→ **Data records**
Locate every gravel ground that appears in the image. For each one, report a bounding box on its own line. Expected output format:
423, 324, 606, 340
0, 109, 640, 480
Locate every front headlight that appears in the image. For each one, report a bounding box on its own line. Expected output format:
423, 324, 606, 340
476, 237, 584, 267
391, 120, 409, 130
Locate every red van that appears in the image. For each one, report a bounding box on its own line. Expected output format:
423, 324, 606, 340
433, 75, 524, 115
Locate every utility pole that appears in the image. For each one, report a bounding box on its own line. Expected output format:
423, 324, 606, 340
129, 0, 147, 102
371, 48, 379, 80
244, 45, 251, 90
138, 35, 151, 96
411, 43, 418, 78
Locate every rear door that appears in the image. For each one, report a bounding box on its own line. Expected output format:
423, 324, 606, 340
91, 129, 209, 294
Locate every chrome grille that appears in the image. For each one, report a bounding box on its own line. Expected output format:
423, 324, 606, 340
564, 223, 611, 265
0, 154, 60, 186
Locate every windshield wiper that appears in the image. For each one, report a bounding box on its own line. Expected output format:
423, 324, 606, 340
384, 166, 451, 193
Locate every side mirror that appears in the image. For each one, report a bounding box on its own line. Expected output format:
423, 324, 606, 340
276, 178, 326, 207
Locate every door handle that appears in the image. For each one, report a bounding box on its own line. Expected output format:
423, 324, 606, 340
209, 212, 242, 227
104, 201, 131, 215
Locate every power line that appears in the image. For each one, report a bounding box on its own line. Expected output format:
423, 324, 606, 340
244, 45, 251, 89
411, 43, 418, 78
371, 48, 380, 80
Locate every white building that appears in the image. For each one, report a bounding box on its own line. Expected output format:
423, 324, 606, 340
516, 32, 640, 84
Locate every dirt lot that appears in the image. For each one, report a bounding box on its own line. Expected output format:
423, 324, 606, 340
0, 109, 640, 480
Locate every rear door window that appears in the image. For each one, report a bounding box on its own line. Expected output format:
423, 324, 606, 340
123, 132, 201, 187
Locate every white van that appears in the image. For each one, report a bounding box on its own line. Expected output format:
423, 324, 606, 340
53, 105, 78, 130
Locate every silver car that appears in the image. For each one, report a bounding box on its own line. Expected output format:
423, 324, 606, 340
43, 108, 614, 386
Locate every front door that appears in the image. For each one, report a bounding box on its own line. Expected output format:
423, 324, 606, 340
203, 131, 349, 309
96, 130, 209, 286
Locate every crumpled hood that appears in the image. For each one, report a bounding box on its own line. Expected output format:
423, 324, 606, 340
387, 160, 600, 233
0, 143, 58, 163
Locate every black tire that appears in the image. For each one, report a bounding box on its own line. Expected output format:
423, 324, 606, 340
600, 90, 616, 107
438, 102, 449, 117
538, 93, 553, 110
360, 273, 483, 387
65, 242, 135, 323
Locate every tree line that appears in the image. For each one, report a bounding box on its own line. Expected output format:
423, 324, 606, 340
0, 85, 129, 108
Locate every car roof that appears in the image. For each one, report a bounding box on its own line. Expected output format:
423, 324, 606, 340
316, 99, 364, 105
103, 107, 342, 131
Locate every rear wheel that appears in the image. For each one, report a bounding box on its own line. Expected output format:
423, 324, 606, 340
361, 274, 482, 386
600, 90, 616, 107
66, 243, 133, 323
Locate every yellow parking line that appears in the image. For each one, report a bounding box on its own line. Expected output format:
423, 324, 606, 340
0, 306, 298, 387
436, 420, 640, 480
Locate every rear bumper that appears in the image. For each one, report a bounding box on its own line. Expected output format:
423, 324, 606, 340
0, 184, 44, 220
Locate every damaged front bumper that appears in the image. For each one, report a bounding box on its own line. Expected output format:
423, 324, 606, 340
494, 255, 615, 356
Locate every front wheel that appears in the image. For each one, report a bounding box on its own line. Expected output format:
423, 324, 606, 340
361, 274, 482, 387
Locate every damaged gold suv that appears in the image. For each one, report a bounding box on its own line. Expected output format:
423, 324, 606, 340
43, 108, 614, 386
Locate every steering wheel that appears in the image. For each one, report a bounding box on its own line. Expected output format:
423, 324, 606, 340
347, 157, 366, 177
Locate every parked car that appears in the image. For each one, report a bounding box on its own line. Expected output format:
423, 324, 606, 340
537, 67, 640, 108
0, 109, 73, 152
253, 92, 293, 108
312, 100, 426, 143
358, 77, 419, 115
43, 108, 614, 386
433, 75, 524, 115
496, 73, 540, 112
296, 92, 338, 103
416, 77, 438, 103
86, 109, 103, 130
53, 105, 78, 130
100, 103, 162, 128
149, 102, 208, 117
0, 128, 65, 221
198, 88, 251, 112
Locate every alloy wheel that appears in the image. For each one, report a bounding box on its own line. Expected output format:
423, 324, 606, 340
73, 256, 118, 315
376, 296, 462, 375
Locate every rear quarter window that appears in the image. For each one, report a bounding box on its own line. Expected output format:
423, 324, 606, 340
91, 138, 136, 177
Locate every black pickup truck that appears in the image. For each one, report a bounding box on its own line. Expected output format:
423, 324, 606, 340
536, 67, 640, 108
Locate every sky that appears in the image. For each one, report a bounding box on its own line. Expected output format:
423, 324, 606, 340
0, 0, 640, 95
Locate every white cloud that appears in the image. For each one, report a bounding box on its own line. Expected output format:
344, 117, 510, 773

→ **Problem to work on**
Lay out every line of the rows above as a Markdown table with two columns, Row and Line: number each line in Row, put its text in Line, and leave out blank lines.

→ **Task response**
| Row | Line |
|---|---|
| 1 | Locate every gravel ground that appears in the image. For each one, report a bounding box on its own line. Expected output format: |
| 2 | 423, 324, 606, 340 |
| 3 | 0, 109, 640, 480 |
| 4 | Locate every front headlight that appears in the image. For each one, report a bounding box on its own line. Expected output format: |
| 5 | 423, 324, 606, 340 |
| 6 | 476, 237, 584, 267 |
| 7 | 391, 120, 409, 130 |
| 8 | Locate every red van that appears in the image. For each one, report a bounding box on its own line. Expected output format: |
| 9 | 423, 324, 606, 340 |
| 10 | 433, 75, 524, 115 |
| 11 | Locate every utility pole that appears in the image. For each one, report a bounding box on its own line. Expected output format: |
| 12 | 423, 324, 606, 340 |
| 13 | 129, 0, 147, 102 |
| 14 | 371, 48, 379, 80 |
| 15 | 244, 45, 251, 90 |
| 16 | 138, 35, 151, 96 |
| 17 | 411, 43, 418, 78 |
| 18 | Locate every rear door that appears in the image. For each one, report a bounding box on its own line. Expected output format: |
| 19 | 423, 324, 606, 340 |
| 20 | 91, 129, 209, 294 |
| 21 | Locate every chrome grille that appears in the image. For each one, report a bounding box on its own line. Expected output format: |
| 22 | 423, 324, 606, 340 |
| 23 | 564, 223, 611, 265 |
| 24 | 0, 154, 60, 186 |
| 25 | Locate every windshield wiper that appears in the image. For each one, report a bounding box on its own line. Expected output format: |
| 26 | 423, 324, 606, 340 |
| 27 | 384, 166, 451, 193 |
| 28 | Locate every side mirror that appears in the image. For each one, report a bounding box on its own line. Expected output format: |
| 29 | 423, 324, 606, 340 |
| 30 | 276, 178, 326, 207 |
| 31 | Locate every door handle that appears in the image. For each one, report a bounding box on its own line. Expected output format: |
| 32 | 423, 324, 606, 340 |
| 33 | 209, 212, 242, 227 |
| 34 | 104, 201, 131, 215 |
| 35 | Locate every power line that appears in the image. For each one, report a bounding box on its own line. Expected output format: |
| 36 | 423, 324, 606, 340 |
| 37 | 244, 45, 251, 89 |
| 38 | 411, 43, 418, 78 |
| 39 | 371, 48, 380, 80 |
| 40 | Locate every white building that appears in the image. For each one, report a bounding box on its own line. Expected output format: |
| 41 | 423, 324, 606, 340 |
| 42 | 516, 32, 640, 84 |
| 43 | Locate every dirt lot that appears in the image. For each one, report a bounding box on its own line. Expected output format: |
| 44 | 423, 324, 606, 340 |
| 45 | 0, 109, 640, 480 |
| 46 | Locate every rear door window that appears in the image. For each one, report a bounding box on its own line. Expected output format: |
| 47 | 423, 324, 606, 340 |
| 48 | 123, 132, 201, 187 |
| 49 | Locate every white van that appears in the image. For each one, report a bounding box on its own line. Expected output format: |
| 50 | 423, 324, 606, 340 |
| 51 | 53, 105, 78, 130 |
| 52 | Locate every silver car that appears in the image. For each one, report a bounding box on its own line. Expected output format: |
| 53 | 423, 324, 606, 340 |
| 54 | 43, 108, 614, 386 |
| 55 | Locate every front door that appears in the image. For each one, report a bounding box on its own line. Expected output format: |
| 56 | 423, 324, 606, 340 |
| 57 | 203, 131, 349, 309 |
| 58 | 96, 130, 209, 286 |
| 59 | Locate every crumpled hood that appears in the image. For each one, report a bounding box on its own line. Expected output format: |
| 60 | 423, 324, 606, 340 |
| 61 | 387, 160, 600, 233 |
| 62 | 0, 143, 58, 163 |
| 63 | Locate every black tire that appears in the image. For each one, report a bounding box on its own line. Expected output format: |
| 64 | 423, 324, 606, 340 |
| 65 | 600, 90, 616, 107 |
| 66 | 438, 102, 449, 117 |
| 67 | 538, 93, 553, 110 |
| 68 | 360, 273, 483, 387 |
| 69 | 65, 242, 135, 323 |
| 70 | Locate every tree line that appears in the image. For each one, report a bounding box on its own line. Expected output format: |
| 71 | 423, 324, 606, 340 |
| 72 | 0, 85, 129, 108 |
| 73 | Locate every car roof that appears in the image. For each one, report a bounding box on its own line. Expected output format: |
| 74 | 423, 324, 606, 340 |
| 75 | 316, 99, 364, 105 |
| 76 | 103, 107, 342, 131 |
| 77 | Locate every rear wheel that appears in the image. For each one, report a bounding box on its own line. Expected output format: |
| 78 | 423, 324, 606, 340 |
| 79 | 361, 274, 482, 386 |
| 80 | 600, 90, 616, 107 |
| 81 | 66, 243, 133, 323 |
| 82 | Locate every yellow parking line that appears in the image. For each one, report a bounding box on its own line. Expected output format: |
| 83 | 423, 324, 606, 340 |
| 84 | 0, 306, 298, 387 |
| 85 | 436, 420, 640, 480 |
| 86 | Locate every rear bumper that appears in the image. For each one, report a bounding box on its own line. Expected output format: |
| 87 | 423, 324, 606, 340 |
| 88 | 0, 184, 44, 220 |
| 89 | Locate every damaged front bumper that appears in the image. For each one, report a bounding box on its own line. Expected output format: |
| 90 | 423, 324, 606, 340 |
| 91 | 494, 255, 615, 356 |
| 92 | Locate every front wheel that appears in the image. For each one, report a bounding box on its own line. Expected output format: |
| 93 | 423, 324, 606, 340 |
| 94 | 361, 274, 482, 387 |
| 95 | Locate every damaged gold suv that appears in the image. For each one, report a bounding box on its own line. Expected output format: |
| 96 | 423, 324, 606, 340 |
| 97 | 43, 108, 614, 386 |
| 98 | Locate every steering wheel that appears in the image. For each one, report a bounding box on its own line. Expected output format: |
| 99 | 423, 324, 606, 340 |
| 100 | 347, 157, 366, 177 |
| 101 | Locate every parked car that appears in the image. For each one, report a bounding box on its own line. Expected output format: |
| 102 | 423, 324, 606, 340 |
| 103 | 537, 67, 640, 108 |
| 104 | 0, 109, 73, 152 |
| 105 | 253, 92, 293, 108 |
| 106 | 312, 100, 426, 143 |
| 107 | 358, 77, 419, 115 |
| 108 | 43, 108, 614, 386 |
| 109 | 433, 75, 524, 115 |
| 110 | 496, 73, 540, 112 |
| 111 | 296, 92, 338, 103 |
| 112 | 416, 77, 438, 103 |
| 113 | 86, 109, 103, 130 |
| 114 | 53, 105, 78, 130 |
| 115 | 100, 103, 162, 128 |
| 116 | 149, 102, 208, 117 |
| 117 | 0, 128, 65, 221 |
| 118 | 198, 88, 251, 112 |
| 119 | Locate every alloy wheel that appears in the image. For each one, report a bounding box on its own line. Expected output format: |
| 120 | 423, 324, 606, 340 |
| 121 | 73, 256, 118, 315 |
| 122 | 376, 296, 462, 375 |
| 123 | Locate every rear quarter window that appears in the image. For each one, report a bounding box on its own line. Expected output format: |
| 124 | 423, 324, 606, 340 |
| 125 | 91, 138, 136, 177 |
| 126 | Locate every black pickup truck that appears in the image. For each one, report a bounding box on its own line. Expected output format: |
| 127 | 423, 324, 606, 340 |
| 128 | 536, 67, 640, 108 |
| 129 | Locate every sky that appears in the image. For each one, report a bounding box on its own line. Expected output format: |
| 130 | 423, 324, 606, 340 |
| 131 | 0, 0, 640, 95 |
| 132 | Locate every white cloud that appears in the image. For each one, report a bounding box on its own line. Expected output format: |
| 133 | 344, 117, 510, 773 |